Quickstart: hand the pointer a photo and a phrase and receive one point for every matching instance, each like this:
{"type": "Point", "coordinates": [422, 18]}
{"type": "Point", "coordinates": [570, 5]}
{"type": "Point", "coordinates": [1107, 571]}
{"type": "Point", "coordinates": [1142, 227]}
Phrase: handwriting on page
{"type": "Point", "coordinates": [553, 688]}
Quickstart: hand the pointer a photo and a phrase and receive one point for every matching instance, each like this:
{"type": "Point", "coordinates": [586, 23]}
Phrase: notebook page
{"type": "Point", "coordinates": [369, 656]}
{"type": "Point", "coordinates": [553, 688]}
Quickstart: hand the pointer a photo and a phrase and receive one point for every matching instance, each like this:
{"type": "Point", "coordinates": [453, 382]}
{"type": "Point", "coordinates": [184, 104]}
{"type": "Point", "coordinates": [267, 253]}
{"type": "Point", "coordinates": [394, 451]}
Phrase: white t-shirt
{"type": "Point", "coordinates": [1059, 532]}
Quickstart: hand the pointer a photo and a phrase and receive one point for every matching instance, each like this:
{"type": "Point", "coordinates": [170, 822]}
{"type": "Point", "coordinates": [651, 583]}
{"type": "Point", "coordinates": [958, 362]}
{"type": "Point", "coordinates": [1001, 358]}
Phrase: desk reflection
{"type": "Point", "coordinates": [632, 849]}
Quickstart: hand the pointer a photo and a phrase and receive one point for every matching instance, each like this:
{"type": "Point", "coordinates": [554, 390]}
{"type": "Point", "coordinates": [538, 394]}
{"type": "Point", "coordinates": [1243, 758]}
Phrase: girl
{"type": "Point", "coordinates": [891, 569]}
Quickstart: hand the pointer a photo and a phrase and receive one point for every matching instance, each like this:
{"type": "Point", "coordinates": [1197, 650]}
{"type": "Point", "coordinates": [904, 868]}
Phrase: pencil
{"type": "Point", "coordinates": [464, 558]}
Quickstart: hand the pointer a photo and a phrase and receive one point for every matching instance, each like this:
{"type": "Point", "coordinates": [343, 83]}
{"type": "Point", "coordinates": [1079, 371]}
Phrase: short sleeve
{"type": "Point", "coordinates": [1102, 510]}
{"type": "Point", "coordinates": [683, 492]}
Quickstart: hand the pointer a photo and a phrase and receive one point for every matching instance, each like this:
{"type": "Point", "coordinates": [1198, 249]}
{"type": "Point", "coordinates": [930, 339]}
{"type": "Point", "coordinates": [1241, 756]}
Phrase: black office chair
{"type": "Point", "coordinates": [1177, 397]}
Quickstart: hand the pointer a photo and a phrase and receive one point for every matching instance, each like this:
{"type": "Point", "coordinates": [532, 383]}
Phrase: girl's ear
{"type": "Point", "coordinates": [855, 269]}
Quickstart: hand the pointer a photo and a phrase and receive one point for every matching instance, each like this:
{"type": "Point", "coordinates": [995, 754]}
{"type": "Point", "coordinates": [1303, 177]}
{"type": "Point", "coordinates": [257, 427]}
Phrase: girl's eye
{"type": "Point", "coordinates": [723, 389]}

==

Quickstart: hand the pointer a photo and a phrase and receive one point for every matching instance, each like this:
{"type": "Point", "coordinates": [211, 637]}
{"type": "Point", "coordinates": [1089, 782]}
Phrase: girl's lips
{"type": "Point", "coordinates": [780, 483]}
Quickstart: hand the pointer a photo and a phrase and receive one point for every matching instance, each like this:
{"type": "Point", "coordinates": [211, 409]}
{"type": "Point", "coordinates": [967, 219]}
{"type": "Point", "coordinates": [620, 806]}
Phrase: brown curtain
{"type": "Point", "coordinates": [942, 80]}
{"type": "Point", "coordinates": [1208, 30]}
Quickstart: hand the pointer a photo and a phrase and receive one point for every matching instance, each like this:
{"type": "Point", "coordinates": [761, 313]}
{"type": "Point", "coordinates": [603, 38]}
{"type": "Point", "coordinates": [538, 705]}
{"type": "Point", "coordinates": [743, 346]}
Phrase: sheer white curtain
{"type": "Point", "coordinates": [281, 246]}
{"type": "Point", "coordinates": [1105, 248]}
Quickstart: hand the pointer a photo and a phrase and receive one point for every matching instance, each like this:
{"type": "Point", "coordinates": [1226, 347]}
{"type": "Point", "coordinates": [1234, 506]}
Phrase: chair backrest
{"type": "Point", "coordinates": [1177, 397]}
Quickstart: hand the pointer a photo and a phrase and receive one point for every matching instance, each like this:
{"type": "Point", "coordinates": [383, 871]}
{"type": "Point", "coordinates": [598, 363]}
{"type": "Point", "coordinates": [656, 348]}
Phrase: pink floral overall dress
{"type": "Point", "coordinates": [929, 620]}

=== EXERCISE ===
Gather every line of the items above that contains the string "page", copying each line in full. Case counts when matching.

=== RESULT FOR THIS EXERCISE ===
Phrase: handwriting on page
Phrase: notebook page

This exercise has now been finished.